■ ENTRIES SUPPLIED ■
= Beginning of Section =

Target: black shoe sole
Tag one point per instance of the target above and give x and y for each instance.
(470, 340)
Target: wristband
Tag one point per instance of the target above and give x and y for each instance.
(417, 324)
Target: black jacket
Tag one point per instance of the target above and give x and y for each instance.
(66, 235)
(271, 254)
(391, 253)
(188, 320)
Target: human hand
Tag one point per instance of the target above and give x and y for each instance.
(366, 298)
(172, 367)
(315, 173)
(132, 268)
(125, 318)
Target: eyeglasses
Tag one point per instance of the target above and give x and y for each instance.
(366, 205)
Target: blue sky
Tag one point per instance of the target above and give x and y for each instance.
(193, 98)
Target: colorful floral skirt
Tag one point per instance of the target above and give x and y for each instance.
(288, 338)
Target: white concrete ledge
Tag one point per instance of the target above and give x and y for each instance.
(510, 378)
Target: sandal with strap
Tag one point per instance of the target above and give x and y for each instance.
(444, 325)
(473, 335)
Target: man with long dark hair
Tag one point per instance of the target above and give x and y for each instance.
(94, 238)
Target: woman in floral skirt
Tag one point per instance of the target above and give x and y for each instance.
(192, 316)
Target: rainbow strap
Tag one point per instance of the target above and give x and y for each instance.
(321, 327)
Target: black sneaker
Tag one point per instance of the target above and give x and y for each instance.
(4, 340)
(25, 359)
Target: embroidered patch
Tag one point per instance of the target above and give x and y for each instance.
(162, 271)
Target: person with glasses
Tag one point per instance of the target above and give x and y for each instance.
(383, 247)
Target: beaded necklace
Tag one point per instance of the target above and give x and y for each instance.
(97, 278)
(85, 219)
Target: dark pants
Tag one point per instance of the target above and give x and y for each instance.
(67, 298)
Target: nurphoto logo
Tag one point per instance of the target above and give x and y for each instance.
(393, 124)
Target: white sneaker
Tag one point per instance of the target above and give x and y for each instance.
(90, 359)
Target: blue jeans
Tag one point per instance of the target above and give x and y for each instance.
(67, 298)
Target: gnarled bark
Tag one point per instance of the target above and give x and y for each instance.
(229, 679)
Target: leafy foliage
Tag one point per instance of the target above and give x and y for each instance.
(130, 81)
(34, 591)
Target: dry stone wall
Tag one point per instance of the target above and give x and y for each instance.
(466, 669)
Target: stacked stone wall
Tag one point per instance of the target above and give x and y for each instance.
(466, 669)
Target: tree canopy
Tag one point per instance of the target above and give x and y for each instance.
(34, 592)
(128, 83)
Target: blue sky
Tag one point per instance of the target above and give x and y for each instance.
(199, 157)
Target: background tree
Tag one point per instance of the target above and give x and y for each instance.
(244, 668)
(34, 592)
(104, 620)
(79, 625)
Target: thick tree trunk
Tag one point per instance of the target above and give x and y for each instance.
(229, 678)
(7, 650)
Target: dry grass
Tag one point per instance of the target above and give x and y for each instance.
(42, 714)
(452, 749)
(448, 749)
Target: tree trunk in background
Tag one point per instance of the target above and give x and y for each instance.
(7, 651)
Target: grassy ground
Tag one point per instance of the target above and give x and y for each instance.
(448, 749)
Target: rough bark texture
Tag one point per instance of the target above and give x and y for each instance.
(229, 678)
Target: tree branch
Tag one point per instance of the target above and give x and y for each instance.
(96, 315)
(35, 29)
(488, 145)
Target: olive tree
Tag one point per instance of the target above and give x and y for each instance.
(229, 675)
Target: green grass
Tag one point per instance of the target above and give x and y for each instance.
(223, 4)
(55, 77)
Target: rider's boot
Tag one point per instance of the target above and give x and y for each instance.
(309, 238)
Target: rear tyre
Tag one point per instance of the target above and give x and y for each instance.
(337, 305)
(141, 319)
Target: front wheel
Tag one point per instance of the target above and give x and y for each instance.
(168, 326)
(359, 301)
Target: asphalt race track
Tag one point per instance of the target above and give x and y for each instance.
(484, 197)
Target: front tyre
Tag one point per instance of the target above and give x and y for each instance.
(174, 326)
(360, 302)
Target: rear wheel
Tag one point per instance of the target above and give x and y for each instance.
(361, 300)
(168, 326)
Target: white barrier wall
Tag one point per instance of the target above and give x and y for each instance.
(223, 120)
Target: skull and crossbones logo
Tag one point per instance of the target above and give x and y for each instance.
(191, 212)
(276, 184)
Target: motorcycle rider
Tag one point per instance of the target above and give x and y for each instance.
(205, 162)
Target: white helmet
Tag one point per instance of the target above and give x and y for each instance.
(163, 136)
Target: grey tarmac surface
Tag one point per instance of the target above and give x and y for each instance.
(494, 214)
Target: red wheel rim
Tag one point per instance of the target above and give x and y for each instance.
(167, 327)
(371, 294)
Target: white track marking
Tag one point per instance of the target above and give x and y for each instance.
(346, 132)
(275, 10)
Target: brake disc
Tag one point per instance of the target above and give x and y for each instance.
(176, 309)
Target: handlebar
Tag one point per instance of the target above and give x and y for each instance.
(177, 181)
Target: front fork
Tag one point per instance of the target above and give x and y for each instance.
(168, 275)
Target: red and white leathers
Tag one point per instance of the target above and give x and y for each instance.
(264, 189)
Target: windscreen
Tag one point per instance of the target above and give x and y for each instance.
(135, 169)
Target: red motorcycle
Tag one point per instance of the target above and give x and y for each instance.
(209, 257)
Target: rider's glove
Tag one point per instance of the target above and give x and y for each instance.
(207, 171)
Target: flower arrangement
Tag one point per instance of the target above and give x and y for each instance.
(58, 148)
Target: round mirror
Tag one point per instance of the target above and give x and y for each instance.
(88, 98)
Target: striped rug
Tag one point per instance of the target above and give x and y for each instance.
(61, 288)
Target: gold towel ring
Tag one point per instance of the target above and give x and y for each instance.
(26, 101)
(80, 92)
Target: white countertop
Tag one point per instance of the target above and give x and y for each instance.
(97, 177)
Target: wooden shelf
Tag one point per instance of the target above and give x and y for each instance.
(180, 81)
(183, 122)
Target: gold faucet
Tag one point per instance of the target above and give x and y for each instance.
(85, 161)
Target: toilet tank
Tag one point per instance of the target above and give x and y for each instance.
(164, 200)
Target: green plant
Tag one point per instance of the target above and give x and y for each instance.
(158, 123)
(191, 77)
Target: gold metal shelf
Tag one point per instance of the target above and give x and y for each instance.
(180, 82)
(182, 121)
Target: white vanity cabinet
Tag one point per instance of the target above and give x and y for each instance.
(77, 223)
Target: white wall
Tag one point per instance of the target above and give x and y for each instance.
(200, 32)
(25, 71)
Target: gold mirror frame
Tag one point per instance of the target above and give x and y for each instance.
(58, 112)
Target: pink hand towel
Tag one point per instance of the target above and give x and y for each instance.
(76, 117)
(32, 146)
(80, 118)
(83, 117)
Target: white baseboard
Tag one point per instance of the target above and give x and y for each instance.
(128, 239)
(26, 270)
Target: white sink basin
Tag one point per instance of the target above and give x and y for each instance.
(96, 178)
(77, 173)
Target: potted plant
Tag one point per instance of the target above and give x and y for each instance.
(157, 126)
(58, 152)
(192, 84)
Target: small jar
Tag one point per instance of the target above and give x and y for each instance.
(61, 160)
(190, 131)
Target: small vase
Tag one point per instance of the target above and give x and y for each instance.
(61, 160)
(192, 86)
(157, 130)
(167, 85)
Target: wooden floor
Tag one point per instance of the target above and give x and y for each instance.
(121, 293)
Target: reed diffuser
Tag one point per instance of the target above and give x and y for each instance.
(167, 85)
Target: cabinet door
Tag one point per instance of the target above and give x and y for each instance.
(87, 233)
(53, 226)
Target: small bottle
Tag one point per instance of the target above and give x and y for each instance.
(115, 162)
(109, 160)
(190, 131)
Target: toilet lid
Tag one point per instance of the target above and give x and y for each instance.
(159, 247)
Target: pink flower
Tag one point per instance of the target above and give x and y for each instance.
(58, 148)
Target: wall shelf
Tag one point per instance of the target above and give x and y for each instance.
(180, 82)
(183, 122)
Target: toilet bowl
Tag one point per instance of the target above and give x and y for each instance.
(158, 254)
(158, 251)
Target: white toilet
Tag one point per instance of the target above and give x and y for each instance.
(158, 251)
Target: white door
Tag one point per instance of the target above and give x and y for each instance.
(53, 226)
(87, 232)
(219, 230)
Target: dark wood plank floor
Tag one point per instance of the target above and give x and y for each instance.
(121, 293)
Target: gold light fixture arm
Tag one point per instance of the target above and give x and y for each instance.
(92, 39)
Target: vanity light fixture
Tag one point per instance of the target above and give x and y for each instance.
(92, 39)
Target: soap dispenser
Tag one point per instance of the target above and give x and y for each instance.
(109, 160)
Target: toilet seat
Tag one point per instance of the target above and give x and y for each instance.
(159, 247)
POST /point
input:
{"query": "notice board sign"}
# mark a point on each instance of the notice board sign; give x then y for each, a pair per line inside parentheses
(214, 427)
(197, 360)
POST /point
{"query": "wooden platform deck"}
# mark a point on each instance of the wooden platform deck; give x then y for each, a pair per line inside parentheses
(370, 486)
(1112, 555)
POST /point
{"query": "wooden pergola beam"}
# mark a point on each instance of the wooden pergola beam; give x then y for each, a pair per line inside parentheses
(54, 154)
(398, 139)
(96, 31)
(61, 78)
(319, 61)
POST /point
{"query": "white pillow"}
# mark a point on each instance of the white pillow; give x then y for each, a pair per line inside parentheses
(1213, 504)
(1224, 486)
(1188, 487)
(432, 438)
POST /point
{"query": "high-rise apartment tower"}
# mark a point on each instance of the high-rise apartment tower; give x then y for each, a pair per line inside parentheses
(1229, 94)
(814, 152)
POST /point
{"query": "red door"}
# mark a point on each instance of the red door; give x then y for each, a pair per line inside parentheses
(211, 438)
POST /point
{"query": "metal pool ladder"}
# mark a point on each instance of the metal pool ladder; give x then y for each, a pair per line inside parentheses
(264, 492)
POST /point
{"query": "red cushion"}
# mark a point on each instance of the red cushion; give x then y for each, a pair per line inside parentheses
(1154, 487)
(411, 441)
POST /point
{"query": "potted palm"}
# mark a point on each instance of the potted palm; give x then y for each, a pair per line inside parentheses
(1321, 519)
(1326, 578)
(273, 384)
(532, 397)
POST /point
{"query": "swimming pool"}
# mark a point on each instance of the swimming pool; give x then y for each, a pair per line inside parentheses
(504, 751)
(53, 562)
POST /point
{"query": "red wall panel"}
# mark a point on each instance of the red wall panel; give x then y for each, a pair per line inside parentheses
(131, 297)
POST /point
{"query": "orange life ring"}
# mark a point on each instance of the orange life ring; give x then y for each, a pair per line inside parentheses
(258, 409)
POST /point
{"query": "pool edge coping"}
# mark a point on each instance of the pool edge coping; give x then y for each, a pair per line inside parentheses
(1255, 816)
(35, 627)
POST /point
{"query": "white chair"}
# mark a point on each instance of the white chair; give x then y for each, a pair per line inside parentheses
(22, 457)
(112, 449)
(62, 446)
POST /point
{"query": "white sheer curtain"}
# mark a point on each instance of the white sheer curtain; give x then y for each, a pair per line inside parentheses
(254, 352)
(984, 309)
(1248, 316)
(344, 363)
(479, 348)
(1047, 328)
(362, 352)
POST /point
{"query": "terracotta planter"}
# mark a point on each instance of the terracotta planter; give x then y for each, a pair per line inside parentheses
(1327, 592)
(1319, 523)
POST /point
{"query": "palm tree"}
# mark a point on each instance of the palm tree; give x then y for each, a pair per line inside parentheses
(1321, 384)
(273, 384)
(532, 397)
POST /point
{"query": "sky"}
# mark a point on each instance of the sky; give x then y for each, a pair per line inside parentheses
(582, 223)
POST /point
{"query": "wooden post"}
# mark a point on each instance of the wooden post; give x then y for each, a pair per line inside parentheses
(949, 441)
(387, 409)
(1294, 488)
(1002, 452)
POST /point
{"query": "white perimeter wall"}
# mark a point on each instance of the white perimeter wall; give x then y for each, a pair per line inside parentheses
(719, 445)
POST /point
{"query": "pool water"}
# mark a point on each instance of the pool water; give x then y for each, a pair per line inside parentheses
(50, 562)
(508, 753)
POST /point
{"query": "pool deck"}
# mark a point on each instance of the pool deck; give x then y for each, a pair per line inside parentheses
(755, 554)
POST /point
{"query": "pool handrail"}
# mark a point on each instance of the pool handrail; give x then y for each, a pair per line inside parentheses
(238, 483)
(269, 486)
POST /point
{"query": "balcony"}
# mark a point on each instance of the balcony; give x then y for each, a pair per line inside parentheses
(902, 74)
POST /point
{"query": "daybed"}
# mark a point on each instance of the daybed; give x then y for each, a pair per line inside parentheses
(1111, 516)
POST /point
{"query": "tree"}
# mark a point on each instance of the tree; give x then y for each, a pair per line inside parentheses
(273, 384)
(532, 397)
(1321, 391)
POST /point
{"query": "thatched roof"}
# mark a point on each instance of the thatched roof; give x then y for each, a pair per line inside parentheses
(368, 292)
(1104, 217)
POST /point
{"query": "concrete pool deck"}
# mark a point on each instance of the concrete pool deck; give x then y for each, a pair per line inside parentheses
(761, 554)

= End of Section =

■ PROMPT ■
Where a line of the records includes "vanity", copy it.

■ OUTPUT FOR THIS EXERCISE ■
Target: white vanity cabinet
Target: vanity light fixture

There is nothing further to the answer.